Record excerpts:
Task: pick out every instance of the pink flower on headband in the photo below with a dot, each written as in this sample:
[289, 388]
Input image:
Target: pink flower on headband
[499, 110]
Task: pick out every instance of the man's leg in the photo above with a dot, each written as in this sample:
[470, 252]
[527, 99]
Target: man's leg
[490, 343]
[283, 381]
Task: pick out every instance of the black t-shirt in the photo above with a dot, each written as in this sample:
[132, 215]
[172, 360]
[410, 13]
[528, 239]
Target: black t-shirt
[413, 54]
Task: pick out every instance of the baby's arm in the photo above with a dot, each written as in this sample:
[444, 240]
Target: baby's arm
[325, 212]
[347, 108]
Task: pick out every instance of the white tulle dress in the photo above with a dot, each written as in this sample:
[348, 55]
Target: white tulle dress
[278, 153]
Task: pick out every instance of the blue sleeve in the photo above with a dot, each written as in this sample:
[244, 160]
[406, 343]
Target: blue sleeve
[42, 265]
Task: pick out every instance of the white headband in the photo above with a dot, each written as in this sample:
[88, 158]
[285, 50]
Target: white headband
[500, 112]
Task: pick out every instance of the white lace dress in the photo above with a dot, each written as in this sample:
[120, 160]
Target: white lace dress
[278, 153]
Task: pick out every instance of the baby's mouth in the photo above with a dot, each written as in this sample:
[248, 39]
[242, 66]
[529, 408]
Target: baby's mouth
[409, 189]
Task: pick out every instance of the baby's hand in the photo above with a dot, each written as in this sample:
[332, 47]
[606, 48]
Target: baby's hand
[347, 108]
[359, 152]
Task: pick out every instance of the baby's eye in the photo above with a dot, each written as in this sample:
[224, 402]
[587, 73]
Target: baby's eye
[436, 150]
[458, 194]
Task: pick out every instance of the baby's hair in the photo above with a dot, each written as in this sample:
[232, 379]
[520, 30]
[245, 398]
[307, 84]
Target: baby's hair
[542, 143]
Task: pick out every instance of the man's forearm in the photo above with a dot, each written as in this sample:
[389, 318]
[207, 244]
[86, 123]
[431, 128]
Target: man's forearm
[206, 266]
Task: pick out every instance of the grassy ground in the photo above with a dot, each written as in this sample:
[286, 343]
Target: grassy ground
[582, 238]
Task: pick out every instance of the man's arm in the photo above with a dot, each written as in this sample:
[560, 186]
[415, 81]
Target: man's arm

What needs to be done: Reprint the complete listing exactly.

Response area:
Task: pick out every instance of the pink flower on headband in the photo below with a dot, each written as in this sample:
[289, 388]
Input image:
Target: pink flower on headband
[499, 110]
Task: pick out every instance of the man's leg in the photo above with a dot, each written as in this sample:
[470, 252]
[527, 99]
Target: man's leg
[490, 343]
[283, 381]
Task: pick out every instance of the black t-shirt in the photo above with a dot, each written as in this sample:
[132, 215]
[172, 360]
[410, 13]
[528, 239]
Target: black t-shirt
[413, 54]
Task: pick out every instance of the baby's arm in the photo above with a dot, each written as in this sample:
[444, 240]
Target: baby's arm
[325, 212]
[347, 108]
Task: pick out every instance of the white tulle dress in the photo above with a dot, each written as in this sample:
[348, 55]
Target: white tulle dress
[278, 153]
Task: pick out every instance of the blue sleeve in the photo above with a dot, each written as in this sample:
[244, 160]
[406, 343]
Target: blue sleeve
[42, 265]
Task: pick out every instance of the white headband in the photo above with a dot, each written as in this sample:
[88, 158]
[285, 50]
Target: white headband
[500, 112]
Task: pick out every instance of the white lace dress in the photo above with a dot, each written as in this sample:
[120, 160]
Target: white lace dress
[278, 153]
Task: pick out every instance of the baby's mouth in the photo above with a dot, each written as in this sample:
[248, 39]
[242, 66]
[529, 408]
Target: baby's mouth
[409, 189]
Task: pick out every instance of the baby's hand in the photo above with a dot, each written as in this sample:
[332, 47]
[606, 48]
Target: baby's hand
[347, 108]
[359, 152]
Task: pick out every instance of the baby's eye in the photo above with a dot, each written as in this sample:
[224, 402]
[587, 73]
Target: baby's eye
[436, 150]
[458, 194]
Task: pick out every instance of the baby's hair in the photo above with a dot, each written as in this sample:
[232, 379]
[520, 30]
[245, 398]
[307, 84]
Target: baby's hair
[542, 143]
Task: pick out every instance of the man's forearm in the photo above with a dot, each written as in this sample:
[389, 318]
[207, 244]
[86, 123]
[431, 128]
Target: man's forearm
[206, 266]
Task: pick out every instance of the grassy ground in the photo above with a dot, each written as in this sample:
[286, 343]
Target: grassy ground
[582, 238]
Task: pick out every instance of the man's arm in the photo above with a dot, each written as in this sample:
[560, 186]
[415, 81]
Target: man's arm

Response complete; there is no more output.